§ **GOAL OF THE EXERCISE**
All material below is to be reproduced exactly.

####################

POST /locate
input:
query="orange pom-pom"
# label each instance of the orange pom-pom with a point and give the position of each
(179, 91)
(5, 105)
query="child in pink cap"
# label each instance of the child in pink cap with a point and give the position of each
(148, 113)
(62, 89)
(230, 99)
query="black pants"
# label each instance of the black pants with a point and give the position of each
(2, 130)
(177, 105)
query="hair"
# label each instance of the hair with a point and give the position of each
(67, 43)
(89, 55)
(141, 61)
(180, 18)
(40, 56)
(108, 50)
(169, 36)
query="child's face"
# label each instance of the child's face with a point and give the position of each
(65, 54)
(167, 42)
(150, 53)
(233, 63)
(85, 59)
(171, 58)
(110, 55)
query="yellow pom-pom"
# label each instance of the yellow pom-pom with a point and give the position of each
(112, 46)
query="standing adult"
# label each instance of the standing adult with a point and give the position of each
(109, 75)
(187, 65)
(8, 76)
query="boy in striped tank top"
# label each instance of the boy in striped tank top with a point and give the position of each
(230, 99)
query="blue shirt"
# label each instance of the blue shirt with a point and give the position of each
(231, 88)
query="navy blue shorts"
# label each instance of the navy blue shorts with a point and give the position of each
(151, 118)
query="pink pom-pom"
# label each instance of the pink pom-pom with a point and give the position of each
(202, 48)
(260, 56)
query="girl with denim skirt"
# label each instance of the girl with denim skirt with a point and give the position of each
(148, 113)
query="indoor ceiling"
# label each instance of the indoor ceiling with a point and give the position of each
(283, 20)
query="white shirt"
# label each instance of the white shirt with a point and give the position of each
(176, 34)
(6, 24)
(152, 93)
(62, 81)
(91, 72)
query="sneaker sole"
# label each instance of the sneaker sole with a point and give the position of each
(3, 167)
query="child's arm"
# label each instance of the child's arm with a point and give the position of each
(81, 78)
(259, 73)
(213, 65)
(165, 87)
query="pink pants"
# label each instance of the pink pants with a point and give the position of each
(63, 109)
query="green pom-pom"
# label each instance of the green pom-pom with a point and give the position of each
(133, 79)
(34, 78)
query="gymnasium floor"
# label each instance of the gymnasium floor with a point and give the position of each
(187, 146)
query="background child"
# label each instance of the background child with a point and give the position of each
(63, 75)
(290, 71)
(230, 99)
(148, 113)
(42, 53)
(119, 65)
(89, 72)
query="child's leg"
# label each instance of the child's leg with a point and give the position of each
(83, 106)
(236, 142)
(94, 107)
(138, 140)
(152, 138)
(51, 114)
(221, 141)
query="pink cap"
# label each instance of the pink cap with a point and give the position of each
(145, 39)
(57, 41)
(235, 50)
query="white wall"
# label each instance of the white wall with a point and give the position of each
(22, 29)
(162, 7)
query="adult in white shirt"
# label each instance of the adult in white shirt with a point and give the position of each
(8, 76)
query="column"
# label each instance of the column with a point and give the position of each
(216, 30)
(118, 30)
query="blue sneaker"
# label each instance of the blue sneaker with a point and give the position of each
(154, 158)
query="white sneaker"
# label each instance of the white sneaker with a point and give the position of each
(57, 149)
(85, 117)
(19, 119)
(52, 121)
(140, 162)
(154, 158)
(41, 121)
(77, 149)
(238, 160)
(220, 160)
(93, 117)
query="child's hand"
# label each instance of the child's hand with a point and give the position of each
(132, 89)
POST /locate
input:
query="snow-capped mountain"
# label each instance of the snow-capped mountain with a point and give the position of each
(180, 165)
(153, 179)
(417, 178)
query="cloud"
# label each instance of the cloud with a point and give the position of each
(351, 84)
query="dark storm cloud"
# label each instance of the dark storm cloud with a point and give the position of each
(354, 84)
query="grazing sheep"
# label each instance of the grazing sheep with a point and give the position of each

####################

§ **COMPLETE RESPONSE**
POST /locate
input:
query="orange pom-pom"
# label each instance of the orange pom-pom with a point and give the position of each
(179, 91)
(5, 105)
query="child in pink cap"
# label each instance of the child in pink cap with a point and give the position of each
(148, 113)
(62, 89)
(230, 99)
query="black pants"
# label each instance of the black pants with a point and give the position of each
(2, 130)
(177, 105)
query="hair"
# label each instance of the hair with a point and give the position of each
(67, 43)
(89, 55)
(141, 61)
(180, 18)
(40, 56)
(108, 50)
(169, 36)
query="child's face"
# label each instance of the child's face with a point and give the position of each
(65, 54)
(167, 42)
(150, 53)
(233, 63)
(85, 59)
(171, 58)
(110, 55)
query="yellow pom-pom"
# label each instance of the yellow pom-pom with a point and give the position of each
(112, 46)
query="standing adult"
# label each instance of the standing adult with a point and give the position of each
(109, 75)
(187, 65)
(8, 76)
query="boy in striped tank top"
# label each instance of the boy in striped tank top with a point and give the position of each
(230, 99)
query="blue shirt"
# label each instance of the blue shirt with a point and give the position of each
(231, 88)
query="navy blue shorts"
# label each instance of the navy blue shorts with a point and give the position of each
(151, 118)
query="pink pom-pom"
# label each instance of the pink pom-pom with a point and give the position of each
(202, 48)
(260, 56)
query="girl with denim skirt"
# label each instance of the girl with denim skirt with a point and give the position of each
(148, 113)
query="indoor ceiling"
# label each instance of the indoor ceiling with a point and give the position of each
(283, 20)
query="white shirt"
# label each instance of the white shirt with a point and give the position of each
(176, 34)
(6, 24)
(152, 93)
(62, 81)
(91, 72)
query="sneaker sole"
# label each instance of the sneaker sole with a point and give the position of each
(3, 167)
query="child's arm"
# label each instance of the child's arm with a point and give the position of each
(81, 78)
(259, 73)
(213, 65)
(165, 87)
query="pink pants"
# label each instance of the pink pants with a point and give the position of each
(63, 109)
query="green pom-pom"
# label each instance of the green pom-pom with a point and give the position of each
(133, 79)
(34, 78)
query="gymnasium floor"
# label each instance of the gymnasium floor with a point and give the position of each
(187, 146)
query="background child"
# label each instance of the background child with a point and give the position of each
(63, 75)
(290, 71)
(230, 99)
(148, 113)
(42, 53)
(119, 65)
(89, 72)
query="child's leg"
# label each instance of the child's leg with a point and give the position of each
(83, 106)
(236, 142)
(94, 107)
(138, 140)
(152, 138)
(51, 114)
(221, 141)
query="pink cap"
# label each instance of the pink cap with a point and give the position of each
(145, 39)
(57, 41)
(235, 50)
query="white wall"
# label each instance of the white wall with a point and give the position of each
(22, 29)
(162, 7)
query="adult in white shirt"
# label each instance of the adult in white shirt with a point and give the position of each
(8, 76)
query="column"
# label each instance of the column with a point and give the position of each
(216, 30)
(118, 30)
query="blue sneaker"
# label each instance of the blue sneaker with a point and give the position of each
(154, 158)
query="white sneaker"
# label each instance of the white sneaker with a point and give the position of each
(57, 149)
(85, 117)
(19, 119)
(52, 121)
(140, 162)
(154, 158)
(41, 121)
(77, 149)
(238, 160)
(220, 160)
(93, 117)
query="child's hand"
# label each instance of the child's hand with a point and give the position of each
(132, 89)
POST /locate
input:
query="snow-capped mountain"
# label each instance of the snow-capped mountain with a point and give the position of each
(180, 165)
(153, 179)
(417, 178)
query="cloud"
# label each instance of the cloud with a point and give the position of each
(351, 84)
query="dark storm cloud"
# label each instance of the dark storm cloud with a point and give the position of each
(354, 84)
query="grazing sheep"
# label each instance of the grazing sheep with a point and give the position of each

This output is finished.